* [Task instructions]
Return, verbatim, the portion of the forum thread starting with "## Yaichi's Mom" and going on through "you meet again....hugs...".

* [Text block]

Segment Open

I am so sorry Kate. They never stay with us long enough. Sending prayers for you and your family. I hope that Jacks continues on the mend and that you, Bertie and Jacks can find comfort in each other during this very sad time. I always enjoyed your Arthur stories and I hope that when the hurt eases up that you can truly tell his story.


----------



## Otter (Feb 23, 2011)

Very sorry for your loss.


----------



## tikiandme (May 16, 2010)

I'm so sorry for your loss of sweet Arthur, Kate. Thank you for the reminder that life is too, too short....


----------



## Yaichi's Mom (Jul 21, 2012)

Thank you for reminding all of us that each and every moment we are blessed to have is precious!

I am very sorry for your loss. You both hold a piece of each others hearts until you meet again....hugs...


----------



## Kalhayd (May 4, 2016)

So very sorry for your profound loss of Arthur. Sending all my love. Thank you for the reminder. It is so very true.


----------



## mylissyk (Feb 25, 2007)

I am so sorry to hear this news. I have always enjoyed seeing Arthur's pictures on the board. They leave a huge hole in our hearts.


----------



## sophieanne (Feb 4, 2014)

I am so sorry for your loss of Arthur. There is no doubt you both provided each other with a wonderful life. Thanks for sharing your thoughts of living every moment; it really touched me and I know how true it is.


----------



## Taylor Oliver (Jun 25, 2017)

So sorry for your loss, Kate. My prayers are with you and your family. And so very well put, time is a gift, as is the companionship we are so blessed to find in these amazing animals...


----------



## Theboyzmom (Jul 31, 2013)

Kate I am so sorry for your loss. Our Buddy Bear left us for the rainbow bridge Jan 2016 due to prostate cancer and the paw prints he left on my heart cannot be erased. His brother also (14) misses him, but we learned from Buddy to sit and enjoy the small things. It's never easy, even when we know they are not well and think we are prepared for the end. Grief is like a river and somedays we are in the shallows, and others in the deeper water and need a hand getting to shore. Thank you for sharing a piece of your heart with us. 
I am sure everyone on this web site can agree- they make us better people. I also love the Eskimo proverb that they may not be stars in the sky at night, but our loved ones shining down on us to let us know they are ok. In my world, it applies to loved ones of all species. 

Sending Love and light.


----------



## CAROLINA MOM (May 12, 2009)

Very sorry for your loss of Arthur, he was beautiful!


----------



## Jessie'sGirl (Aug 30, 2010)

Kate, I'm so very sorry to hear of your loss of Arthur.


----------



## Brave (Oct 26, 2012)

Run free, sweet Arthur. You will never be forgotten. 

Kate - I'm so incredibly sorry for your loss. Too much loss it seems. Everywhere I turn people are losing their loved ones. I'll be thinking about you and the dogs. <3


----------



## Megora (Jun 7, 2010)

Segment Closed

* [Record extracts]

Segment Open

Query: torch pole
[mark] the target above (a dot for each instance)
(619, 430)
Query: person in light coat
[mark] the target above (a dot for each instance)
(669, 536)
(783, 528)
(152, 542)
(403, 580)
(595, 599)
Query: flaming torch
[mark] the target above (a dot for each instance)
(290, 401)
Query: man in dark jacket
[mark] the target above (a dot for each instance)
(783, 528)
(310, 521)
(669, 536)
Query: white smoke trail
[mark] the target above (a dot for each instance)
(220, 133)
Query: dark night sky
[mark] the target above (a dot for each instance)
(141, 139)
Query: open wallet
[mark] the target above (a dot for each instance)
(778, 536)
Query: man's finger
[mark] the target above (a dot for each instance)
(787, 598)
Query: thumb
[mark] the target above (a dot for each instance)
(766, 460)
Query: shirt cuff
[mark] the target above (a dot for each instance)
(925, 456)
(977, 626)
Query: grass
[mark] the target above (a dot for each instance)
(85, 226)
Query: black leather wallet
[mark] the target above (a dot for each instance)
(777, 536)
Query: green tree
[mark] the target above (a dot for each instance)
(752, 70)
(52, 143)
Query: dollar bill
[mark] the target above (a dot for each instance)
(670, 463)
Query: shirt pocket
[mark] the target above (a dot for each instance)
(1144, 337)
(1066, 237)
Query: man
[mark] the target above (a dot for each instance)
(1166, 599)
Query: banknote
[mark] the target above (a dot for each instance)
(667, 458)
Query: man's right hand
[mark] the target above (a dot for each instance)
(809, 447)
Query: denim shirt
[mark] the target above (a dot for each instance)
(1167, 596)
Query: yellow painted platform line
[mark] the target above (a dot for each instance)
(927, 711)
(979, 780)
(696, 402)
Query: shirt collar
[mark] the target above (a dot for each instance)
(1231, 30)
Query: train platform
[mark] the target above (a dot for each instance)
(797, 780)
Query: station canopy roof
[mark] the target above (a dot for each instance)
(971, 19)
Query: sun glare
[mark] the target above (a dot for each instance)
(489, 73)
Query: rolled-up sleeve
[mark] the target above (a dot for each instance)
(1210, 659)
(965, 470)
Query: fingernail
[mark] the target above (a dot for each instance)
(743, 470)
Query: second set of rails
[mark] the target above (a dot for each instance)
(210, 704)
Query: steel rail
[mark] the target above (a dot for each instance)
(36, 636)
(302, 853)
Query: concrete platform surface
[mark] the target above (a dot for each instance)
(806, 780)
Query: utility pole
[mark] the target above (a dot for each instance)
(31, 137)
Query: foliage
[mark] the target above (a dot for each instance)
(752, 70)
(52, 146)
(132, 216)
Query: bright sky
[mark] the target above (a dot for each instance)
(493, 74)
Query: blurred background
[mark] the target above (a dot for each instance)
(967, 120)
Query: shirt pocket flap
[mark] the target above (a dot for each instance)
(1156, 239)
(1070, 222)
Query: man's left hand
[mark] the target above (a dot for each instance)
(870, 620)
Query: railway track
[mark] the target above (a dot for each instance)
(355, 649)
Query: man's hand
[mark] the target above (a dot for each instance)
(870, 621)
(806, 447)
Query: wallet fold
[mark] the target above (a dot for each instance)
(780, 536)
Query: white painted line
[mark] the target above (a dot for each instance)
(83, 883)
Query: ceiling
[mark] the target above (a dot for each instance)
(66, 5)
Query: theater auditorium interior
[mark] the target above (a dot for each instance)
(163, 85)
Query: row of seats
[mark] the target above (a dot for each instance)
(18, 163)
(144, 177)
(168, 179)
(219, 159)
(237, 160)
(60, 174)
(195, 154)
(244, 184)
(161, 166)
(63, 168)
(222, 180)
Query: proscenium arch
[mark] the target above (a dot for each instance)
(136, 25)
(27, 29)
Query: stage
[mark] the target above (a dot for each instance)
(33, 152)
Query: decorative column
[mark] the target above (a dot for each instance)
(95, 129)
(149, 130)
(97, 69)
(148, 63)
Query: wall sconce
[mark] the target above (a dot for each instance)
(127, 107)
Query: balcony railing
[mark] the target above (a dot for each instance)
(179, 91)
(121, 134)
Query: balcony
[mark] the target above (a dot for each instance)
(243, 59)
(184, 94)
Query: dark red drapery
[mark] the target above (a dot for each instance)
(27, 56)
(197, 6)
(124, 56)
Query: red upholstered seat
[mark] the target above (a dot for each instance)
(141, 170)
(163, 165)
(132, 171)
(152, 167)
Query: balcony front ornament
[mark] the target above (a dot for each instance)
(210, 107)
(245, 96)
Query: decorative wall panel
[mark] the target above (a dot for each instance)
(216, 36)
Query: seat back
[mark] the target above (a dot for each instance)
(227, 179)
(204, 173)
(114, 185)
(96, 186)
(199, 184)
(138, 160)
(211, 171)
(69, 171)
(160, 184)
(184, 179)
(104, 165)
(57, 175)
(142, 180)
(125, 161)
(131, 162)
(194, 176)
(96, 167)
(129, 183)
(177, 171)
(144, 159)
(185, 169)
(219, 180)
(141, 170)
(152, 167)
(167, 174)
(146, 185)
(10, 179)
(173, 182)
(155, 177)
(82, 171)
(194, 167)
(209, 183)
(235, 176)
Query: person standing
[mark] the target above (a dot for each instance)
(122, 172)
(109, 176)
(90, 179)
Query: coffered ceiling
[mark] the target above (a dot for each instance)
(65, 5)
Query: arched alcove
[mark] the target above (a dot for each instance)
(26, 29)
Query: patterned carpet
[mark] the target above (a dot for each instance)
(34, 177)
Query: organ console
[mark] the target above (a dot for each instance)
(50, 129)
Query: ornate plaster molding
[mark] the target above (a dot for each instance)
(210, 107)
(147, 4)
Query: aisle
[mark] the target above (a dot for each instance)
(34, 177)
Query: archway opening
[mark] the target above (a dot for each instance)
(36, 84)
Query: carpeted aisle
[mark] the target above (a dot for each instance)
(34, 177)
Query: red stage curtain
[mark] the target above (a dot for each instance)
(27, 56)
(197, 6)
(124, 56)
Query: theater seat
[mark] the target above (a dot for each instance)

Segment Closed

* [Answer to this task]
## Yaichi's Mom (Jul 21, 2012)

Thank you for reminding all of us that each and every moment we are blessed to have is precious!

I am very sorry for your loss. You both hold a piece of each others hearts until you meet again....hugs...